_Provided passage_.
┄┄┄┄┄┄┄┄┄┄

Next I extracted it to wmt16_en_de directory.

Next I did paste -d ' \ t ' train.tok.clean.bpe.32000.en train.tok.clean.bpe.32000.de > train.tok.clean.bpe.32000.en-de

Then I did sed -i '1i\<s>\n<e>\n<unk>' vocab.bpe.32000

in config.py I changed use_gpu = True to False.
In train.py I added import multiprocessing and changed dev_count = fluid.core.get_cuda_device_count() to dev_count = fluid.core.get_cuda_device_count() if TrainTaskConfig.use_gpu else multiprocessing.cpu_count().

┄┄┄┄┄┄┄┄┄┄

Dataset records:
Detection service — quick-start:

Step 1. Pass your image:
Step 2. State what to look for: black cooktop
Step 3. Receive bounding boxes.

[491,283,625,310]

┄┄┄┄┄┄┄┄┄┄

_Task instructions_.
1. Print the WMT16 setup notes verbatim, in full.
2. Render the dataset rows as a JSON list of strings, one string per line across all rows, leaving out blank lines.
The WMT16 setup notes and the dataset rows have nothing to do with each other.

_Outputs in order_.
1.
Next I extracted it to wmt16_en_de directory.

Next I did paste -d ' \ t ' train.tok.clean.bpe.32000.en train.tok.clean.bpe.32000.de > train.tok.clean.bpe.32000.en-de

Then I did sed -i '1i\<s>\n<e>\n<unk>' vocab.bpe.32000

in config.py I changed use_gpu = True to False.
In train.py I added import multiprocessing and changed dev_count = fluid.core.get_cuda_device_count() to dev_count = fluid.core.get_cuda_device_count() if TrainTaskConfig.use_gpu else multiprocessing.cpu_count().

2.
[
  "Detection service — quick-start:",
  "Step 1. Pass your image:",
  "Step 2. State what to look for: black cooktop",
  "Step 3. Receive bounding boxes.",
  "[491,283,625,310]"
]